Records contained in a dataset:
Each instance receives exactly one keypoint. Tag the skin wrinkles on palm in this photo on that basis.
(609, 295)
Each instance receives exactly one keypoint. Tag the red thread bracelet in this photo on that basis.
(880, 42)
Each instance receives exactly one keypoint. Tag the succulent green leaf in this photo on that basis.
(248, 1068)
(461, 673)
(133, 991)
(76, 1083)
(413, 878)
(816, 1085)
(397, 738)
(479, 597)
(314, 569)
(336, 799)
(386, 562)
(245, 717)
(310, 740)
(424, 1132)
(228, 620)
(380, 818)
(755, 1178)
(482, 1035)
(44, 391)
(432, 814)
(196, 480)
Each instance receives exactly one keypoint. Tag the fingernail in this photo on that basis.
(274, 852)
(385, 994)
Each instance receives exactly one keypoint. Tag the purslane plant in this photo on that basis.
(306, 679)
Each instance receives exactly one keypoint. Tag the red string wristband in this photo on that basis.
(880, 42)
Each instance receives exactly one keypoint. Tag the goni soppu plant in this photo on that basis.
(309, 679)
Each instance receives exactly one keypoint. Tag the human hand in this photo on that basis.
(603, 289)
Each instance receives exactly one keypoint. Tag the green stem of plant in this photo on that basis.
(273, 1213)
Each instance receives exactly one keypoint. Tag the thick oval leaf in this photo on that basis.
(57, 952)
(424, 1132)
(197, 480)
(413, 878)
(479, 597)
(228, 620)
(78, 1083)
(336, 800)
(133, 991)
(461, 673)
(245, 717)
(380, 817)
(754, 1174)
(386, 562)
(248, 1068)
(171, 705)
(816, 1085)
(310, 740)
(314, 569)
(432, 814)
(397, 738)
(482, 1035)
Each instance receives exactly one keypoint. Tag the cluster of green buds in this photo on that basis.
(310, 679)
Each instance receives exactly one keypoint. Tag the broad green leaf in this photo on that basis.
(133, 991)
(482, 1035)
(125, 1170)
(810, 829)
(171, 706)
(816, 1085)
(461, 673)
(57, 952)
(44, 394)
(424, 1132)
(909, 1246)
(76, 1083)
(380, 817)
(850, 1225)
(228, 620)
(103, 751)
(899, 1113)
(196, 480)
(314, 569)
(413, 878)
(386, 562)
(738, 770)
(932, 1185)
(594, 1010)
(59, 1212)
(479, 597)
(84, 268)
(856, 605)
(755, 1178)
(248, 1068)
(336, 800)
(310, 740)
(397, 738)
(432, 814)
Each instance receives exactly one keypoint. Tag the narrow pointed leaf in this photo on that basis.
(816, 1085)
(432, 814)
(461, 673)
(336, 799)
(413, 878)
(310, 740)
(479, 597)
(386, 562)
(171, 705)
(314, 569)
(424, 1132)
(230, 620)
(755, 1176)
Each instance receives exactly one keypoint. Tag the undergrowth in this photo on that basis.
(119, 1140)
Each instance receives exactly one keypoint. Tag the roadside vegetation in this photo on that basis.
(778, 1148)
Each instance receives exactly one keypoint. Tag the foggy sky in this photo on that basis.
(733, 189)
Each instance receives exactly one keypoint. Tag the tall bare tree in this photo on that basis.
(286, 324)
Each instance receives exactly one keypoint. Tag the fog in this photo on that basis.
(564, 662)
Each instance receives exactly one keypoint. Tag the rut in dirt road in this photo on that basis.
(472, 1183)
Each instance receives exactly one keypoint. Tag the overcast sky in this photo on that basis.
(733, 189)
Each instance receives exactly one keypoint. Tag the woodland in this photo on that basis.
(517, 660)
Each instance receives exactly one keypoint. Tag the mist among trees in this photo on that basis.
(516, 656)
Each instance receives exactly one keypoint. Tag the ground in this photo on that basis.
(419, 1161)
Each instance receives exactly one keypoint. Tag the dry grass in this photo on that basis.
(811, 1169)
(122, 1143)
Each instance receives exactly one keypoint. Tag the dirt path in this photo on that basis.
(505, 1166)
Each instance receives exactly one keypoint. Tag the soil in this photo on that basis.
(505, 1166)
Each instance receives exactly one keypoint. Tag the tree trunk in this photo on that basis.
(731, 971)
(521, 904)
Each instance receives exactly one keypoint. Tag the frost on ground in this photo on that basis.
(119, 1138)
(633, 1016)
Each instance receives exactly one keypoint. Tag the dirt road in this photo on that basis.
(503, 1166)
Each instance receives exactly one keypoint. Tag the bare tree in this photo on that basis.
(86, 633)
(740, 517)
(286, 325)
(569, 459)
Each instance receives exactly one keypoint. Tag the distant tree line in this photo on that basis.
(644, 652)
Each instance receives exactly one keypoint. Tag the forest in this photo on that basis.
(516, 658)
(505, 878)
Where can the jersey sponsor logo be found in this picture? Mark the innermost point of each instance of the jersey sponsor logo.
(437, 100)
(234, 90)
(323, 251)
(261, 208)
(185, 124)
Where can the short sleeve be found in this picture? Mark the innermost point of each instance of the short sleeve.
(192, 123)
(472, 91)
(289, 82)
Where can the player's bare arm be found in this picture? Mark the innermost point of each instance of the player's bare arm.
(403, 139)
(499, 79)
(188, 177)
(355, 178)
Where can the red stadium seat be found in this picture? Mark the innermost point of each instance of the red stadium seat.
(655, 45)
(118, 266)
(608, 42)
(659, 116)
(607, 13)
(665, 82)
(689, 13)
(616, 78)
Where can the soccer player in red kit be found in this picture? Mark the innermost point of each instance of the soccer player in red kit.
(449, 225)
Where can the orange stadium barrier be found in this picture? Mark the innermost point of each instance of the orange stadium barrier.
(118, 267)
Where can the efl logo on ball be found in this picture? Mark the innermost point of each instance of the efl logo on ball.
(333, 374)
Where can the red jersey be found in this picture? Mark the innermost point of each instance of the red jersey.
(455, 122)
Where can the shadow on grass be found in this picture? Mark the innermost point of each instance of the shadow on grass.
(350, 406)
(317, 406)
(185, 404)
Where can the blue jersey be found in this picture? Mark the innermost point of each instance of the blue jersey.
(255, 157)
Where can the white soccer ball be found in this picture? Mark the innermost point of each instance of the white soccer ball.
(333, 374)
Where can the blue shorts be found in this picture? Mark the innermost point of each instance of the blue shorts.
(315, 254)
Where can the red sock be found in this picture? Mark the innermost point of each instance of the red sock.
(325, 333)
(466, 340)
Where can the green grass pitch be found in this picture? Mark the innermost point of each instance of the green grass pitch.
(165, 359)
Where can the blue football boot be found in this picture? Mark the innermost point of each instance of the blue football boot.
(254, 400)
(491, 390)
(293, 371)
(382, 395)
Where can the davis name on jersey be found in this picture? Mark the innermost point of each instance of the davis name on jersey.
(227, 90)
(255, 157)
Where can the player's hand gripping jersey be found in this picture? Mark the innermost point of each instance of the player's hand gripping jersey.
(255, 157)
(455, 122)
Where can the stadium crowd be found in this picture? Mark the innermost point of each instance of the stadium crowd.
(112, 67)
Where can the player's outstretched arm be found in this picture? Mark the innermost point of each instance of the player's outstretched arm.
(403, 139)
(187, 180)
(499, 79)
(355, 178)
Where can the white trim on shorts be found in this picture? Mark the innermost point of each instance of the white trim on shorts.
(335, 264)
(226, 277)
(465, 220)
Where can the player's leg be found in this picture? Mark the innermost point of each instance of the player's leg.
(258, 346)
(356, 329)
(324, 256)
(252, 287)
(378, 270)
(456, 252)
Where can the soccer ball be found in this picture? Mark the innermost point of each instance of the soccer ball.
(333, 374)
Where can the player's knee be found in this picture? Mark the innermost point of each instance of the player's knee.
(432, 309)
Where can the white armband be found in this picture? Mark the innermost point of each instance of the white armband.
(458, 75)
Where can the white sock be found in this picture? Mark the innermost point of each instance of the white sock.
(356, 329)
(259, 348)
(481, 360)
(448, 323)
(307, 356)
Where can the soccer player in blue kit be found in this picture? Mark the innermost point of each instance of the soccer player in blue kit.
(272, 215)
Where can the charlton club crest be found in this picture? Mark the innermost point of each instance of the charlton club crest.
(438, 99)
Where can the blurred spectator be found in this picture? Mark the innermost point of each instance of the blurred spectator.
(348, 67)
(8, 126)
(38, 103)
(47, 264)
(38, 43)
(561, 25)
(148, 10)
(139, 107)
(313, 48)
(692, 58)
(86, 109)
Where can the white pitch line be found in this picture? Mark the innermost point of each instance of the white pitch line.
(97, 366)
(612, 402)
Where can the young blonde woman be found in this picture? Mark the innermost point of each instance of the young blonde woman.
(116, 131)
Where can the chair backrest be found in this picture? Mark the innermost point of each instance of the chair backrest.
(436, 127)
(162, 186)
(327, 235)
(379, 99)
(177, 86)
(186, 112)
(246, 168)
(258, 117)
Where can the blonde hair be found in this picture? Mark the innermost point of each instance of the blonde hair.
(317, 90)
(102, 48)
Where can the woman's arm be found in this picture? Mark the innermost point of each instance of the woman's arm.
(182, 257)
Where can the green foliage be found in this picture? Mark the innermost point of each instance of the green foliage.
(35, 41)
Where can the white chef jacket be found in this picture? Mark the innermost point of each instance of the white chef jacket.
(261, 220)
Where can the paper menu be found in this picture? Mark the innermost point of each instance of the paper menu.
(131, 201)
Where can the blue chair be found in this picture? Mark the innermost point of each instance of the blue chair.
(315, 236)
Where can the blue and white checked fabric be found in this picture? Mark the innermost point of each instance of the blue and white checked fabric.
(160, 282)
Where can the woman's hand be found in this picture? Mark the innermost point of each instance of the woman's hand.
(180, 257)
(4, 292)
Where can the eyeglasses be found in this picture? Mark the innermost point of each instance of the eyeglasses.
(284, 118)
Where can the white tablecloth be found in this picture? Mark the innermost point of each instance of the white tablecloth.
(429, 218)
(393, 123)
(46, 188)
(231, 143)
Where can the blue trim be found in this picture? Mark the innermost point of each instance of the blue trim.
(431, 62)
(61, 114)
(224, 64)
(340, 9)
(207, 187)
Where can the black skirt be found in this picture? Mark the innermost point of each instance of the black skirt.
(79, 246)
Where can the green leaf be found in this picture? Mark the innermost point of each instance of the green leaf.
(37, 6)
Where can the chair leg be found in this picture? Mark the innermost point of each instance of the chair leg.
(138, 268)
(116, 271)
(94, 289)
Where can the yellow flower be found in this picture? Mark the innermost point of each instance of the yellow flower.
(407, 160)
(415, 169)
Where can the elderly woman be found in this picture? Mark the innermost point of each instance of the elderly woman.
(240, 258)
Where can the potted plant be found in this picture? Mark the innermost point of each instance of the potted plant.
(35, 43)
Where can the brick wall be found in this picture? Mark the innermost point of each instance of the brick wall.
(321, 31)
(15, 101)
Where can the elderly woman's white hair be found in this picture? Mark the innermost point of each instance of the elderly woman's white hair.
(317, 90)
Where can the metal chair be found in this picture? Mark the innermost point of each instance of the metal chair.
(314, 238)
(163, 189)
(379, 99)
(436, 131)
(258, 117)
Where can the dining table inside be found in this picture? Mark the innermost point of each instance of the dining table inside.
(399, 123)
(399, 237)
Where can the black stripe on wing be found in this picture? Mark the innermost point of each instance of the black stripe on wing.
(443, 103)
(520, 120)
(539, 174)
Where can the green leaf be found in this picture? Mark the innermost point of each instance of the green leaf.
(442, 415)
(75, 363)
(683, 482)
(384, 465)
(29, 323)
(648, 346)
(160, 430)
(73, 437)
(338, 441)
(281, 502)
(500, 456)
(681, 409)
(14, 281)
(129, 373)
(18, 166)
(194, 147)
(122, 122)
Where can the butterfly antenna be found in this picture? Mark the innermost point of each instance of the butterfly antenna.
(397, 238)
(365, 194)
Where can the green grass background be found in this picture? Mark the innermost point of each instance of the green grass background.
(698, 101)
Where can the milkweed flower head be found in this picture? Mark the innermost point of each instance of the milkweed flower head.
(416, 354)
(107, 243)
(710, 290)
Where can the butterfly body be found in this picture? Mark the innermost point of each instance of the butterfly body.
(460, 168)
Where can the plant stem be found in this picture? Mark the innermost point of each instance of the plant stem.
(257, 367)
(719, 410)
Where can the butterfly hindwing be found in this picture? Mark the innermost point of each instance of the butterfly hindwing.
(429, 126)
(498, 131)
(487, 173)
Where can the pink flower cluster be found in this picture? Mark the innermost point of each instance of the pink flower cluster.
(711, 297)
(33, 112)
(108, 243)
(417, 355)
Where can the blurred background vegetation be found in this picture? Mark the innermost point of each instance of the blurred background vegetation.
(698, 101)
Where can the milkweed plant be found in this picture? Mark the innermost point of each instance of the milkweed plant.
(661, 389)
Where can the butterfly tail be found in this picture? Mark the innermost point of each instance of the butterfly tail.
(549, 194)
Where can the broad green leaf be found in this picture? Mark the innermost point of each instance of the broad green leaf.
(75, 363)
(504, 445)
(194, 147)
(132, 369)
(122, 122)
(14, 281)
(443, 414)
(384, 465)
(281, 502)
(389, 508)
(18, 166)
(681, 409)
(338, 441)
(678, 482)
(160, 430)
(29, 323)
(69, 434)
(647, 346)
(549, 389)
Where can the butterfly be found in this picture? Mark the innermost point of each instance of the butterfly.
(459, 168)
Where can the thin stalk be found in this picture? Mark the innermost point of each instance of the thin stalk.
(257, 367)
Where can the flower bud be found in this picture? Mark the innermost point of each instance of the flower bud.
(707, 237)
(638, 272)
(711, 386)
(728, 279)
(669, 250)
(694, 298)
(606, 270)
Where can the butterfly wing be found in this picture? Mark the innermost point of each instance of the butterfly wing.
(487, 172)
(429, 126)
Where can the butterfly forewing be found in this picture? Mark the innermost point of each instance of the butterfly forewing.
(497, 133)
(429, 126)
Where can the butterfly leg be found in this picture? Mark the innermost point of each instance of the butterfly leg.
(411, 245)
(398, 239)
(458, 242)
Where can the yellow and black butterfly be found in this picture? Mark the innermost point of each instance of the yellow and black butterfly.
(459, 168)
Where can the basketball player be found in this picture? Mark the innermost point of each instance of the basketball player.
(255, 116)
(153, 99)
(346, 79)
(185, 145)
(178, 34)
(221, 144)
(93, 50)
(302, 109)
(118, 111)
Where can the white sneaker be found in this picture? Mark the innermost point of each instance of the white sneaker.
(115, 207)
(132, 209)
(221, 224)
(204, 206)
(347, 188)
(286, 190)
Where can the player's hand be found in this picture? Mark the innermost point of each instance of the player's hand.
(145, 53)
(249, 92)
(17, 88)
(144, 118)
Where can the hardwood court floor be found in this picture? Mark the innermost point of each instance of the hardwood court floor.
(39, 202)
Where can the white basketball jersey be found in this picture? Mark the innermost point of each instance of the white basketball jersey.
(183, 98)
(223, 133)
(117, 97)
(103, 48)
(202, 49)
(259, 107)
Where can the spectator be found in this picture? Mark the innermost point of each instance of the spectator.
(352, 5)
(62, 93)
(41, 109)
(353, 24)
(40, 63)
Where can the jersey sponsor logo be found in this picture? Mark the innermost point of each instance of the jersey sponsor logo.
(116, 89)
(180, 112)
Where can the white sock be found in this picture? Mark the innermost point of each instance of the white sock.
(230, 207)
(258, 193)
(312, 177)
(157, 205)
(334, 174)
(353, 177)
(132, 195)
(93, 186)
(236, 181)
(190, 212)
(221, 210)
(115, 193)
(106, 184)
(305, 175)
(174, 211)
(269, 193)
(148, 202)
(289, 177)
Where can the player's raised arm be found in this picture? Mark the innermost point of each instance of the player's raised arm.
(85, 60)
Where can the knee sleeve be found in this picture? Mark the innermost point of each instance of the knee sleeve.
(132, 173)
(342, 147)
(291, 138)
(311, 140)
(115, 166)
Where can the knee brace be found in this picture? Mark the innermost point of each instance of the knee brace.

• **Requirement**: Every line from the one holding "Where can the hardwood" through the final line of the listing must be echoed exactly; leave out all other lines.

• **Task result**:
Where can the hardwood court floor be found in this picture? Mark the innermost point of each instance of the hardwood court floor.
(39, 202)
Where can the white basketball jersey be found in this picture? Mark the innermost point of each instance of the white basketball jersey.
(183, 98)
(223, 133)
(117, 97)
(103, 48)
(202, 49)
(259, 107)
Where can the spectator be found in this picture? Mark the innermost point of each instance of the spectator.
(352, 5)
(62, 93)
(41, 109)
(353, 24)
(40, 63)
Where can the jersey sponsor logo be found in this picture? Mark the innermost point of each instance of the jersey sponsor logo.
(116, 89)
(180, 112)
Where can the white sock be found in this picture? Mark the innermost point of each instance of the white sock.
(230, 207)
(258, 193)
(312, 177)
(157, 205)
(334, 174)
(353, 177)
(132, 195)
(93, 186)
(236, 181)
(190, 212)
(221, 210)
(115, 193)
(106, 184)
(305, 175)
(174, 211)
(269, 193)
(148, 202)
(289, 177)
Where can the player's raised arm be found in this picture? Mark the innermost point of each instance of the player's raised arm.
(85, 60)
Where can the knee sleeve be found in this picture? Mark the innermost point of each instance of the knee sleeve.
(132, 173)
(342, 147)
(291, 138)
(311, 140)
(115, 166)
Where can the knee brace be found in this picture? Mark the innermost point of each instance of the knee brace.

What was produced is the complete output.